== Extract provided ==
+---+
From 5 May to 10 September, the NDVI values of pear orchards exceeded those of grasslands, and the NDVI values of grasslands exceeded those of forested lands because the poplar forests with low NDVI values reduced the overall NDVI in the forested land [
49]. However, the NDVI values in the cropland varied in different periods, namely, from 5 May to 28 May, when the crops were all in the seedling stage with low cover and the spectral response of the bare soil produced the lowest NDVI values for the crops. From 28 May to 20 June, as the crops grew (and corn entered the plucking stage and cotton entered the bud stage), the crop volume and the cover gradually increased, and the influence of the soil gradually decreased, causing the NDVI of crops at this time to exceed that of forested land, although it remained less than that of orchards and grasslands. From 28 June to 10 September, the crops continued to grow rapidly (maize entered the stalking stage and cotton entered the boll stage), chlorophyll accumulated rapidly, and plant height, volume, and cover reached a maximum, so the NDVI value reached a maximum on 28 July. Thereafter, the crops gradually entered maturity (corn entered the milking stage and cotton entered the spitting stage), chlorophyll levels began to decrease, lutein levels increased, and leaves even began to fall off. From 25 September to 5 November, the vegetation NDVI decreased rapidly, the crops entered the harvesting period, the orchards presented the largest NDVI because the fruit trees still had some greenness in their leaves after harvesting, the grasses entered the wilting period, and the leaves turned yellow, so the NDVI values were at a minimum. The influence of evergreen coniferous forests kept the forested land NDVI at a higher level.
+---+
== Given entries ==
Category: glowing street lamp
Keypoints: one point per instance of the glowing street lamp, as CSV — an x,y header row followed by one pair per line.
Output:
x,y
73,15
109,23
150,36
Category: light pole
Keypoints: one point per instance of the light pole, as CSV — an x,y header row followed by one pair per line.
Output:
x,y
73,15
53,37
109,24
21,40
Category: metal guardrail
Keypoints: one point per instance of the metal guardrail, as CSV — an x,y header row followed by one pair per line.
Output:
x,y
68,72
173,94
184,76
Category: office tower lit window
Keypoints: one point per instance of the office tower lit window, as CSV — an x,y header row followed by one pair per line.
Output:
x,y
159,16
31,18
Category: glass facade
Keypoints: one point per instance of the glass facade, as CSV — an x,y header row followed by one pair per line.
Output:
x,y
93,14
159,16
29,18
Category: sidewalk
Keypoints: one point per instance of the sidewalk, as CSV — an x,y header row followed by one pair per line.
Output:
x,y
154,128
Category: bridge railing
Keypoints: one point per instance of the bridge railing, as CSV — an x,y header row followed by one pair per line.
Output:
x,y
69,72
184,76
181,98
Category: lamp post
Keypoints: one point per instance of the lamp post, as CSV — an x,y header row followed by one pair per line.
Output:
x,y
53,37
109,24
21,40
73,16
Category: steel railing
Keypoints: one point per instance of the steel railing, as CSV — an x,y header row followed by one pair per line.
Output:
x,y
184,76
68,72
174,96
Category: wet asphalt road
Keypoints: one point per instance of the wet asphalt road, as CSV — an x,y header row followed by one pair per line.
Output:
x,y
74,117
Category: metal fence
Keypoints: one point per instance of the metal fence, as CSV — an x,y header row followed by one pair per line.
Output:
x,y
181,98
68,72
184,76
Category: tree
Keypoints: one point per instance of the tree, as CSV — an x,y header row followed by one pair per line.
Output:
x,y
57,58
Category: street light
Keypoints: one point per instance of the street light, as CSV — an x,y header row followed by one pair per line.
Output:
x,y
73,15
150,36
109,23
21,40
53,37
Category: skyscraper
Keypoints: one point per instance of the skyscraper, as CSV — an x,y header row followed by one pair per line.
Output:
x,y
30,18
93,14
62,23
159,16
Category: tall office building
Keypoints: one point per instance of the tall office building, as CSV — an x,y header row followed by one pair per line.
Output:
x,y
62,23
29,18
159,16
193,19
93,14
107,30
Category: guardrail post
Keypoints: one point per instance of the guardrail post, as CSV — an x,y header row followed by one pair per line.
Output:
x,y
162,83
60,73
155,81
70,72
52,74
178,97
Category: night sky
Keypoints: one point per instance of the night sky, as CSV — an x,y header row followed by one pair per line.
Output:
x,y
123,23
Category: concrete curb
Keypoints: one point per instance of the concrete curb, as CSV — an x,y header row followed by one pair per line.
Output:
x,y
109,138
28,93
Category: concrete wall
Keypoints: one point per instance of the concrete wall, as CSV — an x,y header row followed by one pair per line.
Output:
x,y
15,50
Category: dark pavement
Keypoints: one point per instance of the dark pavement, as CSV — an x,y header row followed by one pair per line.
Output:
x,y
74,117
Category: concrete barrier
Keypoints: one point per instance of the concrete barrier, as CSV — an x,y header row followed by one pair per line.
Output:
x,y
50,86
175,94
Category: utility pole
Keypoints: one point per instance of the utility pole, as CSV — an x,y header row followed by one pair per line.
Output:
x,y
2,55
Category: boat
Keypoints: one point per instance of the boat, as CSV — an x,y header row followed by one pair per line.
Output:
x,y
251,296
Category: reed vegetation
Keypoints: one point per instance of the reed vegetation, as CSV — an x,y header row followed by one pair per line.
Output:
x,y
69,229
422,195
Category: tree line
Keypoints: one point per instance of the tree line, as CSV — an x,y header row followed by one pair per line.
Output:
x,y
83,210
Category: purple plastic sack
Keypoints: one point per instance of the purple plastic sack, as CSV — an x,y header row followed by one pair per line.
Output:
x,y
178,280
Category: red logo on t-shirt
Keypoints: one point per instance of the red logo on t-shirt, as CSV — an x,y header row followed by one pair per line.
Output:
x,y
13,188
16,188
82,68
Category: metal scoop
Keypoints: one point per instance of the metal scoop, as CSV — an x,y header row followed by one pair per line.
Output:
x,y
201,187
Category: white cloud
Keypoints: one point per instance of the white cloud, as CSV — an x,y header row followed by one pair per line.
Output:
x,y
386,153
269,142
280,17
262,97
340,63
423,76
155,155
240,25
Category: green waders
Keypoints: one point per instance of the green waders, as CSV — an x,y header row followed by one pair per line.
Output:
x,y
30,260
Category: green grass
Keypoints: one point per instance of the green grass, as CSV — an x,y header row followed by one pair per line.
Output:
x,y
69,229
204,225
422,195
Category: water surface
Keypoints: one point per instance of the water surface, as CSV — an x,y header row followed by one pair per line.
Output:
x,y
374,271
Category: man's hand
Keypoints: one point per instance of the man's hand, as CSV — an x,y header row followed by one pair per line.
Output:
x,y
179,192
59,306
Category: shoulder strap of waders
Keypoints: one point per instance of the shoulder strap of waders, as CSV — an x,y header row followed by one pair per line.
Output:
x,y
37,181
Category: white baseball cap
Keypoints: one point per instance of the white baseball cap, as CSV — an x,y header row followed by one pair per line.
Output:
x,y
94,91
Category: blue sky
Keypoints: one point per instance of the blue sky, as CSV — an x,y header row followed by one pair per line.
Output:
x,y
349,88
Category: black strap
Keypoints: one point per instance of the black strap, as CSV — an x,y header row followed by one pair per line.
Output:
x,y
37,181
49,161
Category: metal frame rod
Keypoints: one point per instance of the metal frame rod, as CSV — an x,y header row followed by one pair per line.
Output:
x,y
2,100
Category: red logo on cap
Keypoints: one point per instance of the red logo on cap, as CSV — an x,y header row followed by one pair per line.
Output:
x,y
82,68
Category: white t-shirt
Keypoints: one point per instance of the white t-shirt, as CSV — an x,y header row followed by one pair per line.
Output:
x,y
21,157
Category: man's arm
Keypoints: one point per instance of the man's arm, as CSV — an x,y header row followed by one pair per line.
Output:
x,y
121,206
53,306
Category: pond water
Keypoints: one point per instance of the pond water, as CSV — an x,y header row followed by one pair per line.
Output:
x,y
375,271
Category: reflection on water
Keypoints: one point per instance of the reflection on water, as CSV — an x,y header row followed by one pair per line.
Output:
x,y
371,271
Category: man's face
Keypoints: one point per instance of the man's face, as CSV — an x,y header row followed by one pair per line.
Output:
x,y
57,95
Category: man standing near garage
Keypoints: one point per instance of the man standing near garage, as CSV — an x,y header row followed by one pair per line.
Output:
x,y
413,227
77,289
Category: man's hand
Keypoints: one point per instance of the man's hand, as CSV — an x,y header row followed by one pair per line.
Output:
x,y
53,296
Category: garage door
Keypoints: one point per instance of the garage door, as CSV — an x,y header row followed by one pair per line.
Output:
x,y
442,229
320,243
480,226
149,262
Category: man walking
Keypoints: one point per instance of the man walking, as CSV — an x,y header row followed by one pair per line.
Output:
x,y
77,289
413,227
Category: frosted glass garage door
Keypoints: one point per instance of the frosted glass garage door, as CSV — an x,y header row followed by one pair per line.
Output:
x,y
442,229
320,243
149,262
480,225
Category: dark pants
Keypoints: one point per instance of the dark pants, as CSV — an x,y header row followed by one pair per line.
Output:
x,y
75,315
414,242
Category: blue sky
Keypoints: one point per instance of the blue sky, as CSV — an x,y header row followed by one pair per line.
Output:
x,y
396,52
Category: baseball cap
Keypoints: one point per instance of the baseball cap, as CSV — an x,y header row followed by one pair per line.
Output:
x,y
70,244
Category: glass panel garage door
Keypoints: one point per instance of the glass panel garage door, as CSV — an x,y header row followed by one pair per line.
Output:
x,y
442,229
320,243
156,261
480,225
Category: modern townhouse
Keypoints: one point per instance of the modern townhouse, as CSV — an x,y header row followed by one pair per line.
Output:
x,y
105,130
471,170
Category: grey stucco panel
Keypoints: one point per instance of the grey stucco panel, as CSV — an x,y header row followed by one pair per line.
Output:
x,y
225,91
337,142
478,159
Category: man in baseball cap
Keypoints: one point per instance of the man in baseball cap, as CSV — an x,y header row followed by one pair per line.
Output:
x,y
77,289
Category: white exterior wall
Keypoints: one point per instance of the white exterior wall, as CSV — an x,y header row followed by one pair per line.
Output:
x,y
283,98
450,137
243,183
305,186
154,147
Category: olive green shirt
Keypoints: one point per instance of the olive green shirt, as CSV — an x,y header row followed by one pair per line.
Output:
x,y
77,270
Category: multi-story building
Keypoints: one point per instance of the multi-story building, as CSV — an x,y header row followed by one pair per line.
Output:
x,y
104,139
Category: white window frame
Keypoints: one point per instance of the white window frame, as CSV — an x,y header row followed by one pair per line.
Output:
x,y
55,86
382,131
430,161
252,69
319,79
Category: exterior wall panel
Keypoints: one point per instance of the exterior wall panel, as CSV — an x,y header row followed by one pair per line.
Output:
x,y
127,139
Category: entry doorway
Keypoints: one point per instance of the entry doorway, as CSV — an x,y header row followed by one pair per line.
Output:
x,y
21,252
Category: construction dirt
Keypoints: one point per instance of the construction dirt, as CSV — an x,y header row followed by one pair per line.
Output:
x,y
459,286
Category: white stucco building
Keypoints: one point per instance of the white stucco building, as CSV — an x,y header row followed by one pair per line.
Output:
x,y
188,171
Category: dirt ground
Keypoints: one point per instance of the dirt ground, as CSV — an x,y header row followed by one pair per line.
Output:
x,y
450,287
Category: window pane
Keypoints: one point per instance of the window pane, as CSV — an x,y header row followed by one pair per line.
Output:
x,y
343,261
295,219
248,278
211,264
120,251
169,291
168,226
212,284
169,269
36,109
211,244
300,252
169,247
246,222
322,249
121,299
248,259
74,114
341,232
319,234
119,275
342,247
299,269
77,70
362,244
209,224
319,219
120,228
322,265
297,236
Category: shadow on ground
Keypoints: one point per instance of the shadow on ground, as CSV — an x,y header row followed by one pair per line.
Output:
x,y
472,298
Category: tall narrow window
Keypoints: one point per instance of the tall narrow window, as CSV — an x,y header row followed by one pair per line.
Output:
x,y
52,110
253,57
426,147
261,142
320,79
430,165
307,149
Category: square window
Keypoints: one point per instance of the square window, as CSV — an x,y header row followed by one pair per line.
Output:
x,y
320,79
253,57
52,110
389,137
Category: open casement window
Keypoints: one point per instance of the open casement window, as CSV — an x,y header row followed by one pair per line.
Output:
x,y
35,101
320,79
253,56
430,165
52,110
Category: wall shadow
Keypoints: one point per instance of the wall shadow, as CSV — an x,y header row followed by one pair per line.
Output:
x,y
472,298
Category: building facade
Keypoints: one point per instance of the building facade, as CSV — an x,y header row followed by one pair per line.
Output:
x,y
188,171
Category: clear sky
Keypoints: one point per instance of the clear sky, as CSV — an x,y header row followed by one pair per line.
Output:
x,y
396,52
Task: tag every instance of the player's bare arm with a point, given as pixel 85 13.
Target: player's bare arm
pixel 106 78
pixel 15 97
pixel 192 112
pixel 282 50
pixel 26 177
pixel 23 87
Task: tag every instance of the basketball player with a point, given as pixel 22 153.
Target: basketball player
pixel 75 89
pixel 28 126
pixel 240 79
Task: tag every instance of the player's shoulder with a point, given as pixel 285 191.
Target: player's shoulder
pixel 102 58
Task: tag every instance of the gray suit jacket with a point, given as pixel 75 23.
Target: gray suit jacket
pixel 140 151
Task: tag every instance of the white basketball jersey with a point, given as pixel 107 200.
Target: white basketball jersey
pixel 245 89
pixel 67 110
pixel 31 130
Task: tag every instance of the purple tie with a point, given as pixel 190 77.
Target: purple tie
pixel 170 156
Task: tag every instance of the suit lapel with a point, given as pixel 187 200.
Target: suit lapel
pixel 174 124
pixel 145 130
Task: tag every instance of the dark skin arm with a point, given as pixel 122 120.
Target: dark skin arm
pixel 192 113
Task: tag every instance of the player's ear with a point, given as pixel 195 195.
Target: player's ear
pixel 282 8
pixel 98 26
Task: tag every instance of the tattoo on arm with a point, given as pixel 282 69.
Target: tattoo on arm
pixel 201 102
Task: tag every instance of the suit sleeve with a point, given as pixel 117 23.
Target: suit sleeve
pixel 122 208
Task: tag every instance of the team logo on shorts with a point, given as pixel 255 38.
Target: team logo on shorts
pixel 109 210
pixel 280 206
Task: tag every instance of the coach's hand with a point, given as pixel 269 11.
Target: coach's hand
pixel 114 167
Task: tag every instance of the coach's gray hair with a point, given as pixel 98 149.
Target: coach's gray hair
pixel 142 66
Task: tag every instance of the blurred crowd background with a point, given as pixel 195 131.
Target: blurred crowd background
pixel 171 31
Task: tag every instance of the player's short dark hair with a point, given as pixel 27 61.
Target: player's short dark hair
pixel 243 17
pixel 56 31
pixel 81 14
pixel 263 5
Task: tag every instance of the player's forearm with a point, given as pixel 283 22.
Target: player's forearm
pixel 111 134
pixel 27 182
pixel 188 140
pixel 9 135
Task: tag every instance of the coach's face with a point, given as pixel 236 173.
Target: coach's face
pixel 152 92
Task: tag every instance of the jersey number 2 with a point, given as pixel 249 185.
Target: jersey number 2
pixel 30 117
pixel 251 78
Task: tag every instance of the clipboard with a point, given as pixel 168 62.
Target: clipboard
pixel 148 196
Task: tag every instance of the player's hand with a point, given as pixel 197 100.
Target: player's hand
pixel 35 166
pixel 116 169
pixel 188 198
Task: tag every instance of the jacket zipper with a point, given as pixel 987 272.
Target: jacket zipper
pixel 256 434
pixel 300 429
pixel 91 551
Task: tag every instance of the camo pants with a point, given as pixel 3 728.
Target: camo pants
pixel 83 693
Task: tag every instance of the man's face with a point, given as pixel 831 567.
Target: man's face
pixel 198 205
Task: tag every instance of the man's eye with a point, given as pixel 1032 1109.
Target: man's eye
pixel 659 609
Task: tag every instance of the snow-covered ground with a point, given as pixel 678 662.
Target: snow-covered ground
+---+
== Exercises to complete ==
1: In the records, copy the lines from the one containing "Task: tag every instance of the coach's hand" up to and including the one containing "pixel 142 66", character for character.
2: Carry on the text about seasonal NDVI changes in orchards, grasslands, forests and cropland, starting after its last sentence.
The records are unrelated to the text on vegetation NDVI.

== The replies ==
1:
Task: tag every instance of the coach's hand with a point, given as pixel 269 11.
Target: coach's hand
pixel 114 167
Task: tag every instance of the coach's gray hair with a point, given as pixel 98 149.
Target: coach's gray hair
pixel 142 66

2:
This scenario illustrates the importance of using temporal information to distinguish vegetation types. Therefore, in conjunction with the above analysis, we first identified four time windows that can be used for land-use classification: (1) the first window covers the period from 5 May to 27 May (Time1), (2) the second window covers the period from 28 May to 20 June (Time2), (3) the third window covers the period from 28 June to 10 September (Time3), and (4) the fourth window covers the period from 25 September to 5 November (Time4). Then, the nearest neighbor interpolation method was used to resample the three image datasets (Sentinel-1/-2 and elevation data) into images with a resolution of 10 m. Finally, multi-temporal cube datasets were generated using the median synthesis method based on the time windows (Time1~Time4) determined from the NDVI time series. To investigate the contribution and importance of the temporal phenological features to the classification model, seven experimental schemes (
Table 2) were tested: experimental Schemes 1–4 compare the abilities of each temporal feature, and Schemes 5–7 analyze the contribution and importance of different phenological periods.
3.2.2. Temporal Differences in Characteristic Variables
A series of features was computed from the remote-sensing image data for classification, including radar features for Sentinel-1, spectral features for Sentinel-2, and elevation features, as detailed in
Table 3. These features were integrated in a median way during the given periods (Time1~Time4). A concern faced in this regard was that the median synthetic image had a localized but extremely small area missing (0.07% and 0.25%) due to the short duration of Time1 and Time2. Therefore, to avoid affecting the overall results, the composite image corresponding to the years 2019 and 2020 was used for filling.
To illustrate the capability of these features to classify land use, we also compared the differences between these features across phenological periods.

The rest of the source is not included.